[Point-based annotation data]
╭──
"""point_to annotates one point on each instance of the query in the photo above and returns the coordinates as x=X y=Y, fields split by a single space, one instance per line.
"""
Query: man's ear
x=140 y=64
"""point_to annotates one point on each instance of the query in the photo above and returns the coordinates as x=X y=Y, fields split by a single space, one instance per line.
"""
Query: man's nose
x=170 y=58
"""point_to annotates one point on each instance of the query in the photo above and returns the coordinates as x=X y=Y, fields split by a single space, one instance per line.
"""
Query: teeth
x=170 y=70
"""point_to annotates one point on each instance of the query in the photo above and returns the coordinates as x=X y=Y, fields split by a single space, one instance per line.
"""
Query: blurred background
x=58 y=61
╰──
§ The exercise: Copy all the records above line for line, changing nothing.

§ Response to the exercise:
"""point_to annotates one point on each instance of the query in the photo above and returns the coordinates as x=X y=Y, fields split by a single space, one instance per line.
"""
Query: man's ear
x=140 y=64
"""point_to annotates one point on each instance of the query in the photo above and returns the coordinates as x=X y=Y, fields split by a single space, one instance per line.
"""
Query: man's nose
x=170 y=58
"""point_to annotates one point on each instance of the query in the photo above and returns the coordinates as x=X y=Y, fields split by a single space, one instance per line.
"""
Query: teeth
x=170 y=70
"""point_to annotates one point on each instance of the query in the photo above and returns the coordinates as x=X y=Y, fields split by a single space, one instance per line.
"""
Query: blurred background
x=58 y=61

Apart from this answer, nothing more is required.